**** Extrait du texte ****

Une amie de LCE disait, au moment de Noël, « l’Enfant Jésus nous remplit plus encore de ses grâces. »

C’est à la fois vrai et beau. L’enfance, c’est l’identité de Jésus. Il est l’enfant du Père.

Simone Weil disait : « Nous devons abandonner tous les désirs pour la vie éternelle, mais nous devons désirer la vie éternelle elle-même avec renoncement. L’attachement au salut est encore plus dangereux que les autres. » Comment le comprendre ?

Si je dis : « Je n’ai qu’une âme qu’il faut sauver », on opère un retour sur soi. Dieu devient un instrument au service du salut. On ne peut pas instrumentaliser Dieu ! Ce qu’il faut chercher, c’est l’amour. Si je suis attaché à sauver mon âme de manière égocentrée, j’oublie la gratuité d’un Dieu qui ne connaît que la relation, qui n’est qu’Amour. Si, sur son lit de douleur, on crie : « Seigneur, sauve-moi », on s’oublie pour s’en remettre à Lui. Dieu n’est pas Celui qui va nous ôter la douleur, Il va la prendre avec Lui. Les vrais martyrs ont traversé la souffrance. On peut se souvenir de ces mots de la Bible : « Ce n’est pas vous qui parlerez, c’est l’Esprit de votre Père », ou encore : « Ce n’est plus moi qui vis, c’est le Christ qui vit en moi. »

 

Jésus a dit à sœur Faustine : « Il y a des âmes qui méprisent Ma grâce, ainsi que toutes les preuves de Mon amour. Elles ne veulent pas répondre à Mon appel, elles vont dans le gouffre infernal. Cette perte d’âme me plonge dans une tristesse mortelle. Ici, je ne puis porter secours à l’âme, bien que je suis Dieu. Elle Me méprise. Car profitant du libre arbitre, on peut Me mépriser ou M’aimer. Toi, dispensatrice de Ma Miséricorde, parle au monde entier de Ma bonté et ainsi tu consoleras Mon Cœur. »

**** Données fournies ****

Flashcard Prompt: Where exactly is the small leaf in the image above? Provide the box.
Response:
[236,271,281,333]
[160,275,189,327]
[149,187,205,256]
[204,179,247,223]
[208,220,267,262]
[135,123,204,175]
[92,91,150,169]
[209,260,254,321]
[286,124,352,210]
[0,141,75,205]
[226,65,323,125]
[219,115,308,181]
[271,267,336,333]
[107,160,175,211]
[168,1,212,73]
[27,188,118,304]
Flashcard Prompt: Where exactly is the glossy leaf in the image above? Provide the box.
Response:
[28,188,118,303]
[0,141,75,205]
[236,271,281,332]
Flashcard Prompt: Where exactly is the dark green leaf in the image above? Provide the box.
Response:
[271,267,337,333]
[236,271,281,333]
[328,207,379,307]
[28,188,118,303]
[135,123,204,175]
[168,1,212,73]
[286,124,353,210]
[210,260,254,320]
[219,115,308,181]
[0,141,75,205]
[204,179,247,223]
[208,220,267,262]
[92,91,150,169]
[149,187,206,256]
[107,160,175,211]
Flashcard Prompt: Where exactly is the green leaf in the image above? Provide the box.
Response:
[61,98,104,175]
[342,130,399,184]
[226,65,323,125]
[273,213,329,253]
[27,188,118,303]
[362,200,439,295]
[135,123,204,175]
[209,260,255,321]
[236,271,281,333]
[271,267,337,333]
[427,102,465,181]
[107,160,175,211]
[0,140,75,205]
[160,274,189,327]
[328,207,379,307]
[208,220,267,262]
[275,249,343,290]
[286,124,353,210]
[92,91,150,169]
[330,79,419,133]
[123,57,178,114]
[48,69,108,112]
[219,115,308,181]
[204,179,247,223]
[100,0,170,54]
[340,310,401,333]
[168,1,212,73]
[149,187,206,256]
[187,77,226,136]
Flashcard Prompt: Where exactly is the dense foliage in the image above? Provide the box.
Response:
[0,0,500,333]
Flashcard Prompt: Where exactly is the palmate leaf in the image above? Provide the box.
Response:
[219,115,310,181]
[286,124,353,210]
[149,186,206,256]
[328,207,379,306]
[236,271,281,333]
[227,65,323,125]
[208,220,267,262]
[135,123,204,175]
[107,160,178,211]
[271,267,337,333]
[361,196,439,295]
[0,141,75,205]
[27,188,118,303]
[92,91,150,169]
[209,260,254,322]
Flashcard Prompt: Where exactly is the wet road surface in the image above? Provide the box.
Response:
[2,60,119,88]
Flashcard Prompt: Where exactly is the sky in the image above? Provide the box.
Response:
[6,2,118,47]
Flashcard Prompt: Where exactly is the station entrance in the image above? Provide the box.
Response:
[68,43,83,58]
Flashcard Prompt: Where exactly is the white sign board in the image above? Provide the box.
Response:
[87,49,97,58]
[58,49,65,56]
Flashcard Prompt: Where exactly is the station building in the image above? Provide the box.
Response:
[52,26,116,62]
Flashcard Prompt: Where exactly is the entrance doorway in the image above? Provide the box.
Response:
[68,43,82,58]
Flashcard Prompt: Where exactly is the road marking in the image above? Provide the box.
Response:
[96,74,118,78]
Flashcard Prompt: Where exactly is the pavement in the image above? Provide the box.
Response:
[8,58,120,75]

****

Poursuivez la méditation sur le salut et l'amour de Dieu à partir de sa dernière phrase.

Une seule chose que le Tout Puissant ne peut pas faire, c’est de forcer un cœur à s’ouvrir. Il ne cesse d’appeler, Il ne renonce pas. Celui qui souffre le plus, c’est Lui. Il nous a créés, Il ne peut plus se passer de nous. Si nous le refusons, nous le faisons souffrir.

 

 

Image du Christ peint par Sainte Faustine. Interprétation moderne dans la cathédrale de Bangalore, Inde (Photo : P. Cabidoche)

Comment s’exprime le refus envers l’Amour de Dieu ?

On peut refuser cette relation avec Dieu, comme les païens qui disent : « ce qui m’intéresse, c’est moi » ou encore comme les pharisiens qui pensent être fidèles à Dieu mais qui mettent la foi au service de leur justice, et agissent avec hypocrisie. Ils ne permettent pas à Dieu d’être Dieu. Ils agissent comme s’ils étaient eux-mêmes Dieu, pour leur plaisir et pour leur justice qui n’a pas d’autre référent qu’eux-mêmes. Ils sont fidèles à leur idée de Dieu, et c’est dangereux.

Mère Teresa disait : « Que rien ne puisse jamais vous remplir de douleur au point de vous faire oublier la joie de Jésus Ressuscité. »

La souffrance peut nous enfermer, nous empêcher de nous ouvrir à cette relation. Il faut désirer être tout le temps en relation obéissante avec Dieu ; Il nous faut l’écouter. La souffrance peut être écrasante ; on ne peut accueillir la joie que si nous maintenons vivante cette relation avec le Seigneur. Jésus est toujours en relation avec son Père. La joie de Jésus Ressuscité ne vient pas après coup. Elle fait partie du parcours. Jésus reste le vivant. La mort même est l’expression de sa vie ; il est mort d’amour : sa mort est don. Il est le plus vivant de nous tous. « Entre tes mains, je remets mon Esprit », dit-il au moment de mourir. Il meurt entre les mains du Père et Il ressuscite.

Quelle place peut avoir la louange dans notre vie de prière et de foi ?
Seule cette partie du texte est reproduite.